*TASK DIRECTIONS:* Rewrite the lines below, swapping every "positive clicks" for "include clicks" and changing nothing else. Leave the pictures out of your answer.

..........

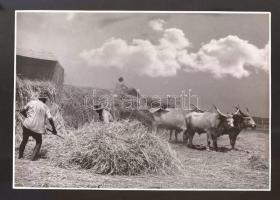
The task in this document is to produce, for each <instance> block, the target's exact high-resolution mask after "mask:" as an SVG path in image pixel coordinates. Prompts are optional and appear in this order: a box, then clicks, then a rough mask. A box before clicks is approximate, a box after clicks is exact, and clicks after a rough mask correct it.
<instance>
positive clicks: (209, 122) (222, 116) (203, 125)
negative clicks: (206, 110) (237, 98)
mask: <svg viewBox="0 0 280 200" xmlns="http://www.w3.org/2000/svg"><path fill="white" fill-rule="evenodd" d="M214 107H215V109H216V111H217V112H216V113H212V112H208V111H207V112H203V113H198V112H190V113H189V114H187V115H186V125H187V131H186V132H185V134H186V135H185V136H184V139H185V142H186V141H187V140H188V146H190V147H192V146H193V144H192V140H193V136H194V134H195V133H198V134H201V133H206V134H207V147H206V148H207V150H208V151H209V150H210V143H211V139H212V141H213V146H214V149H215V150H216V151H217V149H218V146H217V138H218V137H219V136H220V135H222V134H224V133H225V131H227V130H229V129H230V128H232V127H234V124H233V116H232V115H230V114H223V113H222V112H221V111H220V110H219V109H218V108H217V107H216V106H214Z"/></svg>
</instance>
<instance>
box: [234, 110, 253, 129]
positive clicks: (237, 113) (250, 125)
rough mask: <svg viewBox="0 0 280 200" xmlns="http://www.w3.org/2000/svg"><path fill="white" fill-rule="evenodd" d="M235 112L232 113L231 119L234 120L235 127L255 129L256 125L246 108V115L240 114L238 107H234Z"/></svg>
mask: <svg viewBox="0 0 280 200" xmlns="http://www.w3.org/2000/svg"><path fill="white" fill-rule="evenodd" d="M235 108H236V111H235V113H233V118H234V125H235V126H239V127H240V126H241V127H244V128H248V127H250V128H252V129H255V128H256V123H255V121H254V119H253V118H252V116H251V115H250V113H249V109H248V108H246V113H244V112H242V111H241V109H240V108H239V106H238V107H235Z"/></svg>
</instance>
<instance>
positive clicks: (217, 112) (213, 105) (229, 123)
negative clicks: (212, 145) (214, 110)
mask: <svg viewBox="0 0 280 200" xmlns="http://www.w3.org/2000/svg"><path fill="white" fill-rule="evenodd" d="M213 106H214V108H215V109H216V111H217V113H218V114H219V118H220V119H221V120H222V121H224V122H225V125H226V127H227V128H232V127H234V124H233V116H232V115H231V114H224V113H222V112H221V111H220V110H219V109H218V108H217V107H216V106H215V105H213Z"/></svg>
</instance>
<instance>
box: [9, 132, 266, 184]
mask: <svg viewBox="0 0 280 200" xmlns="http://www.w3.org/2000/svg"><path fill="white" fill-rule="evenodd" d="M46 137H54V136H44V139H46ZM160 137H163V138H164V139H166V140H167V139H168V137H169V136H168V134H164V135H163V134H161V135H160ZM44 139H43V143H44ZM180 140H181V136H180ZM194 144H195V145H197V149H190V148H187V147H186V146H184V145H183V144H182V143H181V142H178V143H177V144H175V143H174V142H172V143H170V145H171V147H172V149H174V150H175V151H176V153H177V156H178V158H179V159H180V160H181V162H182V164H183V165H184V169H183V172H182V173H181V174H178V175H172V176H171V175H150V174H147V175H141V176H108V175H97V174H93V173H91V172H90V171H89V170H81V169H75V170H69V169H62V168H59V167H55V166H54V164H53V163H52V162H51V161H50V159H48V157H47V156H46V154H47V151H48V149H47V148H46V146H44V144H43V146H42V149H41V152H42V153H41V154H42V155H41V158H40V159H39V160H38V161H35V162H31V161H29V159H28V156H29V155H30V154H31V151H32V148H33V145H34V143H33V142H30V143H28V145H27V148H26V150H25V158H24V159H22V160H19V159H17V155H18V154H17V153H18V152H17V151H18V150H17V149H16V155H15V180H14V181H15V186H16V187H17V188H21V187H44V188H47V187H59V188H61V187H63V188H130V189H139V188H143V189H151V188H152V189H268V188H269V134H268V133H267V132H264V131H261V132H260V131H246V132H242V133H241V134H240V135H239V137H238V139H237V141H236V148H237V150H236V151H229V148H230V145H229V139H228V136H222V137H220V138H219V140H218V146H219V147H220V148H219V152H215V151H210V152H208V151H206V149H205V145H206V136H205V134H204V135H201V136H198V135H196V136H195V138H194ZM48 148H51V147H49V146H48Z"/></svg>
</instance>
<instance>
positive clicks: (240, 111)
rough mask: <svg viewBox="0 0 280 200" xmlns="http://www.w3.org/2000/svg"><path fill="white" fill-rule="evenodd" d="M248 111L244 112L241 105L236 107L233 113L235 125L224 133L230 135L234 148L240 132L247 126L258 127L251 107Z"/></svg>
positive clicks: (233, 146) (233, 118)
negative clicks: (235, 143)
mask: <svg viewBox="0 0 280 200" xmlns="http://www.w3.org/2000/svg"><path fill="white" fill-rule="evenodd" d="M246 110H247V113H243V112H242V111H241V110H240V108H239V107H236V112H235V113H233V120H234V121H233V124H234V127H232V128H230V129H229V130H228V131H225V133H224V134H228V135H229V140H230V145H231V149H232V150H234V146H235V142H236V138H237V136H238V135H239V133H240V132H241V131H242V130H243V129H245V128H249V127H250V128H252V129H255V128H256V123H255V121H254V120H253V118H252V117H251V115H250V113H249V109H248V108H247V109H246Z"/></svg>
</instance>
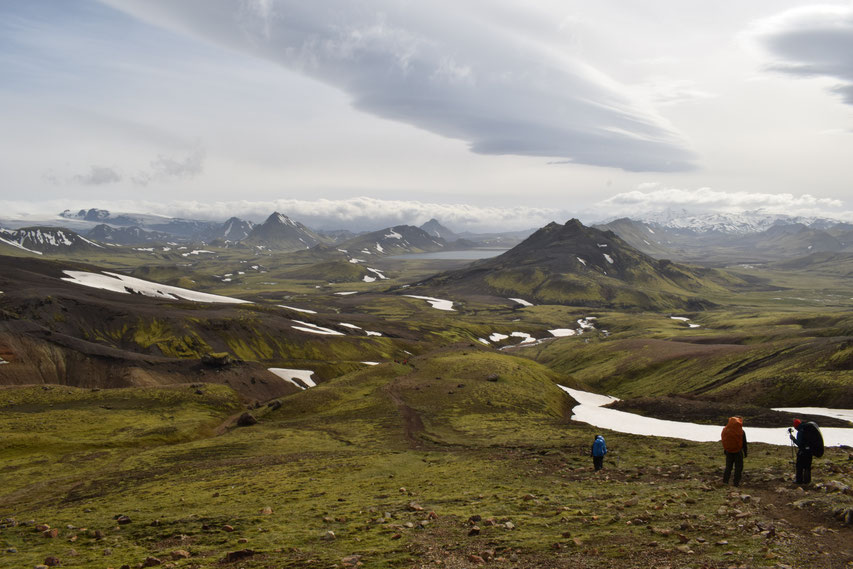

..........

*THE ANSWER:*
The task in this document is to produce, for each <instance> block, the target's exact high-resolution mask after "mask:" as an SVG path in image pixel coordinates. Prompts are optional and appear in this order: a box, then clicks, then a rough mask. A box before clicks is approximate, a box after clicks is exact, and clicks after a rough mask correct it.
<instance>
include clicks: (209, 122) (222, 116) (203, 125)
negative clicks: (206, 110) (237, 98)
mask: <svg viewBox="0 0 280 200" xmlns="http://www.w3.org/2000/svg"><path fill="white" fill-rule="evenodd" d="M214 107H215V109H216V111H217V112H216V113H212V112H208V111H207V112H203V113H198V112H190V113H189V114H187V115H186V125H187V131H186V132H185V134H186V135H185V136H184V139H185V142H186V141H187V140H188V146H190V147H192V146H193V144H192V140H193V136H194V134H195V133H198V134H201V133H206V134H207V147H206V148H207V150H208V151H209V150H210V143H211V139H212V141H213V146H214V149H215V150H216V151H217V149H218V146H217V138H218V137H219V136H220V135H222V134H224V133H225V131H227V130H229V129H230V128H232V127H234V124H233V116H232V115H230V114H223V113H222V112H221V111H220V110H219V109H218V108H217V107H216V106H214Z"/></svg>
</instance>
<instance>
box: [234, 110, 253, 129]
include clicks: (237, 113) (250, 125)
rough mask: <svg viewBox="0 0 280 200" xmlns="http://www.w3.org/2000/svg"><path fill="white" fill-rule="evenodd" d="M235 112L232 113L231 119L234 120L235 127L255 129L256 125L246 108V115L240 114L238 107H234Z"/></svg>
mask: <svg viewBox="0 0 280 200" xmlns="http://www.w3.org/2000/svg"><path fill="white" fill-rule="evenodd" d="M235 108H236V111H235V113H233V118H234V125H235V126H239V127H240V126H241V127H244V128H248V127H250V128H252V129H255V128H256V123H255V121H254V119H253V118H252V116H251V115H250V113H249V109H248V108H246V113H244V112H242V111H241V109H240V108H239V106H238V107H235Z"/></svg>
</instance>
<instance>
include clicks: (217, 112) (213, 105) (229, 123)
negative clicks: (212, 145) (214, 110)
mask: <svg viewBox="0 0 280 200" xmlns="http://www.w3.org/2000/svg"><path fill="white" fill-rule="evenodd" d="M213 106H214V108H215V109H216V111H217V113H218V114H219V118H220V119H221V120H222V121H224V122H225V125H226V127H227V128H232V127H234V124H233V116H232V115H231V114H224V113H222V112H221V111H220V110H219V109H218V108H217V107H216V106H215V105H213Z"/></svg>
</instance>
<instance>
box: [9, 132, 266, 184]
mask: <svg viewBox="0 0 280 200" xmlns="http://www.w3.org/2000/svg"><path fill="white" fill-rule="evenodd" d="M46 137H54V136H44V139H46ZM160 137H163V138H164V139H166V140H167V139H168V137H169V136H168V134H164V135H163V134H161V135H160ZM44 139H43V143H44ZM180 140H181V136H180ZM194 144H195V145H197V149H190V148H187V147H186V146H184V145H183V144H182V143H181V142H178V143H177V144H175V143H174V142H172V143H170V145H171V147H172V149H174V150H175V151H176V153H177V156H178V158H179V159H180V160H181V162H182V164H183V165H184V169H183V172H182V173H181V174H178V175H172V176H171V175H150V174H147V175H141V176H108V175H97V174H93V173H91V172H90V171H89V170H81V169H75V170H69V169H62V168H59V167H55V166H54V164H53V163H52V162H51V161H50V159H48V157H47V156H46V154H47V151H48V149H47V148H46V146H44V144H43V146H42V149H41V152H42V153H41V154H42V155H41V158H40V159H39V160H38V161H35V162H31V161H29V159H28V156H29V155H30V154H31V151H32V148H33V145H34V143H33V142H30V143H28V145H27V148H26V150H25V158H24V159H22V160H19V159H17V155H18V154H17V153H18V152H17V151H18V150H17V149H16V155H15V180H14V181H15V186H16V187H17V188H21V187H44V188H47V187H59V188H61V187H63V188H130V189H139V188H143V189H151V188H152V189H268V188H269V134H268V133H267V132H264V131H261V132H260V131H246V132H242V133H241V134H240V135H239V137H238V139H237V141H236V148H237V150H236V151H229V148H230V145H229V139H228V136H222V137H220V138H219V140H218V146H219V147H220V148H219V152H215V151H210V152H208V151H206V149H205V145H206V136H205V134H204V135H201V136H198V135H196V136H195V138H194ZM48 148H51V147H49V146H48Z"/></svg>
</instance>
<instance>
include clicks: (240, 111)
rough mask: <svg viewBox="0 0 280 200" xmlns="http://www.w3.org/2000/svg"><path fill="white" fill-rule="evenodd" d="M248 111L244 112L241 105L236 107L233 113L235 125L224 133L230 135L234 148L240 132L247 126L258 127L251 107Z"/></svg>
include clicks: (233, 146) (233, 118)
negative clicks: (235, 143)
mask: <svg viewBox="0 0 280 200" xmlns="http://www.w3.org/2000/svg"><path fill="white" fill-rule="evenodd" d="M246 110H247V113H243V112H242V111H241V110H240V108H239V107H236V112H235V113H233V120H234V121H233V124H234V127H232V128H230V129H229V130H228V131H225V133H224V134H228V135H229V140H230V145H231V149H232V150H234V146H235V142H236V138H237V136H238V135H239V133H240V132H241V131H242V130H243V129H245V128H249V127H250V128H252V129H255V128H256V123H255V121H254V120H253V118H252V117H251V115H250V113H249V109H248V108H247V109H246Z"/></svg>
</instance>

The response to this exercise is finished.